Instruction a: Reproduce the entire blog post below word for word.

I just...DK. And no, that does not stand for Donkey Kong. Although we could make that a verb if we wanted to. You know how when people (Elder Holland) slam their fists on the pulpit? Donkey Kong! "Oh he just donkey-konged that piece of wood!" ....ehh okay maybe not.

And now, a photo essay on how I spent my Easter.

don't mess.

#skullet

babies are my favorite versions of humans. just so we're clear.

This week begins wedding season. Seriously...2 (maybe 3) wedding festivities in 5 days. Utah in the summer is just one giant wedding reception, yo. And that's not even the half of it. I'm supposed to go on like 3 road trips this summer, what! 

Peace.

4.09.2014

all I wanna do is [*gunshot* *gunshot* *cash register noise*] take a nap for six hours



Having a messed-up liver is pretty lame. I mean, it's right up there with all the most delicious foods making you gain weight and having to pay lots of money for the coolest things (except for temporary tattoos. Temporary tattoos are only 25 cents! #staypositive). Like, what kind of world is this? Anyway. Liver problemz=me needing to sleep all the time. Like you've never heard that one. 

Just a random but true thought: I never feel like I'm more at the height of my English skills than when I type "fjsklafjsa;fdjl;sa" in a text message to express deep feelings about something. 

how to properly text someone you like: (by me)
you: hey you remind me of pizza.
crush: how so?
person: I love pizza.

BOOM.

Provided data:
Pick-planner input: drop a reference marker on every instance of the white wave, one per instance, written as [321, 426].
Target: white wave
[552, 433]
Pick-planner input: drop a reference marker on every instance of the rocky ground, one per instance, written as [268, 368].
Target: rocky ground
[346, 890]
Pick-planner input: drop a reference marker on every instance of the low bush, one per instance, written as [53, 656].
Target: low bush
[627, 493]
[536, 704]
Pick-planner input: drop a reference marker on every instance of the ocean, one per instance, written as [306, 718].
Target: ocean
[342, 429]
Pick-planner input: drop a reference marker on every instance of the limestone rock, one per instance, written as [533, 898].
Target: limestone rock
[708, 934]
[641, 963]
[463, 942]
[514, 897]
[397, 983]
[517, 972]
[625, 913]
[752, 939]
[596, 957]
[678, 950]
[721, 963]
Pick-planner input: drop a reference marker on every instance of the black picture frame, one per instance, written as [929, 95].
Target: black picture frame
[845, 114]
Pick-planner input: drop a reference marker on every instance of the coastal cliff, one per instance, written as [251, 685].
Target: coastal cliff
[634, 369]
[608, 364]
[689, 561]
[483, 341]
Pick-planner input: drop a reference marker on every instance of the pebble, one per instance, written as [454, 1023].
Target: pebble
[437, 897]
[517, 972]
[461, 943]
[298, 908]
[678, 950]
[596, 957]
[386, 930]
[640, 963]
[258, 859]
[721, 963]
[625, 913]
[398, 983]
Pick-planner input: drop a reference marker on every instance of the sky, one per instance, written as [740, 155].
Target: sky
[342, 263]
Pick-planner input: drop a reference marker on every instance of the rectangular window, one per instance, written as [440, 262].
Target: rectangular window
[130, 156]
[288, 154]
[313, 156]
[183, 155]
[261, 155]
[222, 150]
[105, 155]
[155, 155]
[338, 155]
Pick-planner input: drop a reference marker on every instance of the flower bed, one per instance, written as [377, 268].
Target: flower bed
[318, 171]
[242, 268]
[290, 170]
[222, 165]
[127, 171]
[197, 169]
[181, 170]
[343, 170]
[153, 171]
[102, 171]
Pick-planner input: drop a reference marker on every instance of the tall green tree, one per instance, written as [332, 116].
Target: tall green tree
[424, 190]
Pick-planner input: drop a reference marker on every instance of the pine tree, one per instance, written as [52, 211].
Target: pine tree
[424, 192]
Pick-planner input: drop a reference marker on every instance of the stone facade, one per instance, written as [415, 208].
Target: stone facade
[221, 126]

Instruction b: How many lines of the records above contain the string "rocky"? Matching is case-sensitive. Reply with the number alone.

Expected answer a:
I just...DK. And no, that does not stand for Donkey Kong. Although we could make that a verb if we wanted to. You know how when people (Elder Holland) slam their fists on the pulpit? Donkey Kong! "Oh he just donkey-konged that piece of wood!" ....ehh okay maybe not.

And now, a photo essay on how I spent my Easter.

don't mess.

#skullet

babies are my favorite versions of humans. just so we're clear.

This week begins wedding season. Seriously...2 (maybe 3) wedding festivities in 5 days. Utah in the summer is just one giant wedding reception, yo. And that's not even the half of it. I'm supposed to go on like 3 road trips this summer, what! 

Peace.

4.09.2014

all I wanna do is [*gunshot* *gunshot* *cash register noise*] take a nap for six hours



Having a messed-up liver is pretty lame. I mean, it's right up there with all the most delicious foods making you gain weight and having to pay lots of money for the coolest things (except for temporary tattoos. Temporary tattoos are only 25 cents! #staypositive). Like, what kind of world is this? Anyway. Liver problemz=me needing to sleep all the time. Like you've never heard that one. 

Just a random but true thought: I never feel like I'm more at the height of my English skills than when I type "fjsklafjsa;fdjl;sa" in a text message to express deep feelings about something. 

how to properly text someone you like: (by me)
you: hey you remind me of pizza.
crush: how so?
person: I love pizza.

BOOM.

Expected answer b: 2